§ **Aim of the exercise**
Copy each of the entries below word for word, keeping their order.

§ **Listed records**
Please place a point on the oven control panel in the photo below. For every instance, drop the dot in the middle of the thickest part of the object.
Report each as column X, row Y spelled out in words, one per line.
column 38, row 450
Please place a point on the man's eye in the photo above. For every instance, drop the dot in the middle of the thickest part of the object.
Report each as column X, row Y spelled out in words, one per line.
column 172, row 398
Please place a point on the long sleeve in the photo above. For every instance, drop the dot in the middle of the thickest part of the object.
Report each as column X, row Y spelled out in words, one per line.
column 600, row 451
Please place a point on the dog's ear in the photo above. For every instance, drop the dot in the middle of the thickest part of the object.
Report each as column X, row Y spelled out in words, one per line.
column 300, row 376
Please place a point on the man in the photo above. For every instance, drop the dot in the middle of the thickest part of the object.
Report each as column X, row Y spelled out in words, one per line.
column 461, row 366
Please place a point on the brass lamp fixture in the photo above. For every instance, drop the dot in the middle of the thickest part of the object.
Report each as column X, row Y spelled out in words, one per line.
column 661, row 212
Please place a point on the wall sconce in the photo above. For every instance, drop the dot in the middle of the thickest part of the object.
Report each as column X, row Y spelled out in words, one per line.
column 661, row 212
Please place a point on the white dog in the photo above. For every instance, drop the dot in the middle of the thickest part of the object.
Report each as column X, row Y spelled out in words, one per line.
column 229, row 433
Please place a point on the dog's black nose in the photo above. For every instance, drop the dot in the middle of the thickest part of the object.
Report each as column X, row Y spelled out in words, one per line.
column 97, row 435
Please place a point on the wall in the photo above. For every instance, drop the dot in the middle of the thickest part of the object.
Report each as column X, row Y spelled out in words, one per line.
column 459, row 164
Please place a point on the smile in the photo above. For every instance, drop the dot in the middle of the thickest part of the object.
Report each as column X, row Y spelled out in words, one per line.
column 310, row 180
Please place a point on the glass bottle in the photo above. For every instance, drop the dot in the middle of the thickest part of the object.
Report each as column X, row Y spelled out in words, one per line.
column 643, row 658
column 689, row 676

§ **Output for this exercise**
Please place a point on the oven control panel in the photo below. For every instance, drop the dot in the middle of the thickest part of the object.
Report each as column X, row Y spelled out in words, one per line.
column 38, row 450
Please place a point on the man's eye in the photo above. For every instance, drop the dot in the middle of the thickest part of the object.
Report each as column X, row Y spelled out in words, one per line.
column 172, row 398
Please place a point on the long sleeve in the photo above. For every instance, drop the dot in the middle of the thickest part of the object.
Report each as column X, row Y spelled out in words, one per line.
column 600, row 451
Please place a point on the dog's ear in the photo above. For every instance, drop the dot in the middle of the thickest part of the object.
Report each as column X, row Y spelled out in words, one per line.
column 300, row 376
Please place a point on the man in the photo above. For every instance, drop the dot in the middle of the thickest part of the object.
Report each as column X, row Y spelled out in words, one per line.
column 461, row 366
Please place a point on the brass lamp fixture in the photo above. For every instance, drop the dot in the middle of the thickest part of the object.
Report each as column X, row Y spelled out in words, one per line.
column 661, row 212
Please place a point on the wall sconce in the photo above. For every instance, drop the dot in the middle of the thickest part of the object.
Report each as column X, row Y spelled out in words, one per line.
column 661, row 212
Please place a point on the white dog in the photo above. For every instance, drop the dot in the middle of the thickest part of the object.
Report each as column X, row Y spelled out in words, one per line.
column 229, row 433
Please place a point on the dog's black nose in the photo above. For every instance, drop the dot in the middle of the thickest part of the object.
Report each as column X, row Y spelled out in words, one per line.
column 97, row 435
Please place a point on the wall in the photo above. For every instance, drop the dot in the middle of the thickest part of the object.
Report each as column X, row Y spelled out in words, one per line.
column 459, row 164
Please place a point on the smile in the photo above. For every instance, drop the dot in the middle of the thickest part of the object.
Report each as column X, row Y spelled out in words, one per line.
column 310, row 180
Please place a point on the glass bottle in the photo above. For every instance, drop the dot in the middle of the thickest part of the object.
Report each as column X, row Y spelled out in words, one per line.
column 643, row 658
column 689, row 676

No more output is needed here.